PASSAGE
#####

CA stories are the real “fake” news because reporting on those who feign “offense” amounts to legitimizing carnival barking and tabloid hearsay.
2) Without new coverage, most cultural appropriation accusations would cease.
But for those that remain, the American people need to push back hard. We need to stop living in fear of being called “racist,” and instead, aggressively defend those persecuted for simply living their lives.
Patronize their businesses. Protest the protesters (which won’t last long, since most leftleaning protesters have no stomach for braving the elements, and persevere only so long as their lattes and avocado baguette sandwiches last).
Challenge the two notorious bastions of cowardice – schools and workplaces – when they bow to overmagnified social media pressure and institute rules that curtail freedom. And make your opposition known via letters to the editor – in newspapers! – social media, and electing common sense representatives.

#####

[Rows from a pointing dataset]
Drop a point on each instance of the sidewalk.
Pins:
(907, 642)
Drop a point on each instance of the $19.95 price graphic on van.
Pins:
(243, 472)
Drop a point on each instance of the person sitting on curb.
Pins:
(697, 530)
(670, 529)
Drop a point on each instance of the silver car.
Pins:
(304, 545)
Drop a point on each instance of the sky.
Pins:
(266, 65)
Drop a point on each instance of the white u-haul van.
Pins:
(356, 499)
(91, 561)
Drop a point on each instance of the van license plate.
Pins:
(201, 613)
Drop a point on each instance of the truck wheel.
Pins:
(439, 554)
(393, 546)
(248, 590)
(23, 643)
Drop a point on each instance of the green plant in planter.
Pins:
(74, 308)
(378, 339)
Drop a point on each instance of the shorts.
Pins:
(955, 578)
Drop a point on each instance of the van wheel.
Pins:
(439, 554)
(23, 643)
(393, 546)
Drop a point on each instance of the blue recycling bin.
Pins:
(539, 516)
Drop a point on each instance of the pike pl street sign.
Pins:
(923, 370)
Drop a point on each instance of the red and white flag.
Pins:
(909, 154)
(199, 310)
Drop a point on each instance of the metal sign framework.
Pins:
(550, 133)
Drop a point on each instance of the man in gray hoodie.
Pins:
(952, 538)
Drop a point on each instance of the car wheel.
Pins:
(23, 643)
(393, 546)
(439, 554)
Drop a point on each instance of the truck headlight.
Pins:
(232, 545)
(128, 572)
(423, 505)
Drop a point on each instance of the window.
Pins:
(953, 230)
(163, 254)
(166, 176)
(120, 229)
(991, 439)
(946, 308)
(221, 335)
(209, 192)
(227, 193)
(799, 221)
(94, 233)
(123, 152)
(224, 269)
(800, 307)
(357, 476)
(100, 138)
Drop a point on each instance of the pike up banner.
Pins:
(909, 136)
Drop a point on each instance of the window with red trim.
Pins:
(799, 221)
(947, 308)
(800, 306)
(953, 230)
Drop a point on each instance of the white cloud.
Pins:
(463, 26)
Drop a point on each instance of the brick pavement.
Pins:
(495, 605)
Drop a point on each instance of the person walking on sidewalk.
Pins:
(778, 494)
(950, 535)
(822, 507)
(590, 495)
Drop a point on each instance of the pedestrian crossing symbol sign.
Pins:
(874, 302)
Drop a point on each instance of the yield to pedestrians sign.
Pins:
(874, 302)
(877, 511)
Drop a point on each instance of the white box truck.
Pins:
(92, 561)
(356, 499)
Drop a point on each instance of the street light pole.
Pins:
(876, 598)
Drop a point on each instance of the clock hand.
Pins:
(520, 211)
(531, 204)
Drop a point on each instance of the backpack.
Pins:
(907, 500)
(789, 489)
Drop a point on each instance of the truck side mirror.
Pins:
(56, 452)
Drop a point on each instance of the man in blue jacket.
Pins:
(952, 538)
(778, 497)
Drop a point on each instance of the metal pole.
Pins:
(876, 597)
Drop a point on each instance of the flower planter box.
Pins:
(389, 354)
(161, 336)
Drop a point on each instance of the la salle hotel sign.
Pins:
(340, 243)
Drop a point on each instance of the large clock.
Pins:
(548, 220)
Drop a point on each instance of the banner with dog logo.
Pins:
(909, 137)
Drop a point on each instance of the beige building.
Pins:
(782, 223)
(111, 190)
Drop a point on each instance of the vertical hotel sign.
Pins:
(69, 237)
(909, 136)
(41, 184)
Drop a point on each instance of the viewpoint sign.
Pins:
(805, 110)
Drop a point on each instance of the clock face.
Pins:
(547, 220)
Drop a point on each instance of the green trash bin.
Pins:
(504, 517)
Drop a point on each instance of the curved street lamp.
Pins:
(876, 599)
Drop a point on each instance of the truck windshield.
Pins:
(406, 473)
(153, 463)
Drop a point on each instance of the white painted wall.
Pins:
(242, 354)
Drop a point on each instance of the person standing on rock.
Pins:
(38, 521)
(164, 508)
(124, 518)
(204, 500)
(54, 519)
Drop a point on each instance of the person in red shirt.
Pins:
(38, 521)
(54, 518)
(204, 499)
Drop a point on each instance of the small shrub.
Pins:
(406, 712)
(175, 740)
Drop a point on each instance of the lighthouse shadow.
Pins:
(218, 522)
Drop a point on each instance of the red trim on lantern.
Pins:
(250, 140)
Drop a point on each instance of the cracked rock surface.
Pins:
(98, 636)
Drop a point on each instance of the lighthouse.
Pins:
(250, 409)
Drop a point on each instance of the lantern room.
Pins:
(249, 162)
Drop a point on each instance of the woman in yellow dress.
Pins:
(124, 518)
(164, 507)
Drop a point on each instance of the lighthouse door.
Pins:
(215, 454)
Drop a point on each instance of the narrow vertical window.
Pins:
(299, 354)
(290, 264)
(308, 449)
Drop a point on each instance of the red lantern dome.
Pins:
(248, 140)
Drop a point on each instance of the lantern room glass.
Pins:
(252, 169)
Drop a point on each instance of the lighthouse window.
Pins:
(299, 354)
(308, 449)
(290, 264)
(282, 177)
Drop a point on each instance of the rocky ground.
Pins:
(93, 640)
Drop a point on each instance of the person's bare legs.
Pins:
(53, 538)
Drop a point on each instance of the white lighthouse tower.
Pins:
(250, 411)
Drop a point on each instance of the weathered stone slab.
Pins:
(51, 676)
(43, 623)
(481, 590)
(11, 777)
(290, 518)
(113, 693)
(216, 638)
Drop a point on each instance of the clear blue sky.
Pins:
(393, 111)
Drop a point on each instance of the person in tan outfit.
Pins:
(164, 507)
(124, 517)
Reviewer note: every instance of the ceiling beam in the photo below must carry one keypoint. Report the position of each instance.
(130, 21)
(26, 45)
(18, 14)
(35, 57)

#####

TASK INSTRUCTIONS
1. Which two institutions does the cultural appropriation passage call notorious bastions of cowardice?
2. Rewrite the stretch of the cultural appropriation passage from "2) Without new" through "baguette sandwiches last).", changing "Patronize" to "Support".
3. Write what comes next in the cultural appropriation passage, following on from its final sentence.

ANSWERS TO THE EXERCISE
1. Schools and workplaces.

2.
2) Without new coverage, most cultural appropriation accusations would cease.
But for those that remain, the American people need to push back hard. We need to stop living in fear of being called “racist,” and instead, aggressively defend those persecuted for simply living their lives.
Support their businesses. Protest the protesters (which won’t last long, since most leftleaning protesters have no stomach for braving the elements, and persevere only so long as their lattes and avocado baguette sandwiches last).

3.
Let’s stop giving the time of day to those who thrive on dividing, and instead focus on celebrating the incredible diversity America offers.
Of course people should retain their cultural customs, and celebrate their rich traditions!
Those amazing aspects of our culture are, and always have been, the path to a united country. It should be not just permissible, but encouraged, for others to experience and yes, take home, parts of what makes our individual cultures so unique.
That’s why American remains the envy of the world.